◆ Selected text:
“We reject pedestals, queenhood, and walking ten paces behind. To be recognized as human, levelly human, is enough.”
The Combahee River Collective Statement
Last week I found myself at the BFI Southbank watching the preview of George Amponsah’s The Hard Stop, a documentary following the lives of Kurtis and Marcus, two close friends of Mark Duggan, as they deal with life after the 2011 riots and their search for justice for Duggan’s death. Aptly timed following the recent series of Black Lives Matter protests across London, the film was a necessary reminder of how pertinent the issue of police brutality in black British communities is today.
‘The hard stop’ is the name given to the police procedure which was used to capture Mark Duggan, whose death at the hands of the police sparked nationwide riots back in 2011. Drinking in the intensely moving emotional journey depicted in the film, I marvelled at Amponsah’s success in humanising and returning dignity to a person who was previously branded a gang member and thug by the media.

◆ Work to complete:
A) Reproduce the passage of the piece on The Hard Stop that begins with "The Combahee River" and ends with "communities is today.", switching "documentary" to "film".
B) Resume the piece on The Hard Stop from the point at which it stops.

◆ Recorded data:
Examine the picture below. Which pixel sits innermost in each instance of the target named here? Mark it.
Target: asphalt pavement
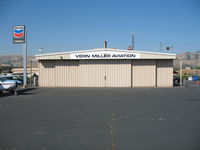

◆ Outputs:
A)
The Combahee River Collective Statement
Last week I found myself at the BFI Southbank watching the preview of George Amponsah’s The Hard Stop, a film following the lives of Kurtis and Marcus, two close friends of Mark Duggan, as they deal with life after the 2011 riots and their search for justice for Duggan’s death. Aptly timed following the recent series of Black Lives Matter protests across London, the film was a necessary reminder of how pertinent the issue of police brutality in black British communities is today.

B)
Following Marcus through court battles as he is charged with inciting the riots, we are not molly-coddled into believing him to be the perfect victim but rather shown a man whose grief and rage had a severe effect on him. Yes, that was him on CCTV trying to destroy a police car and yes, that was also him trying to save a chicken shop by getting rioters out of it. Similarly, there is no filter applied to the picture of Kurtis. Unrelentingly passionate that justice must be served for Mark’s death, we watch Kurtis get on with the daily grind, trying to escape unemployment so that his kids can enjoy Christmas and dealing with the strain of a long distance relationship.
It seems patronising to have to spell out the point: these men are human beings with a full range of emotions, individual characters and complexities, just like their friend who was taken from them by police. Although the film focuses the characters of Marcus and Kurtis, it succeeds in paying homage and recognition to a whole community as well as to Duggan himself. Whilst it may seem patronising to so carefully indicate the humanity of a black man, in 2016 people still need convincing that black lives matter and The Hard Stop makes this point perfectly.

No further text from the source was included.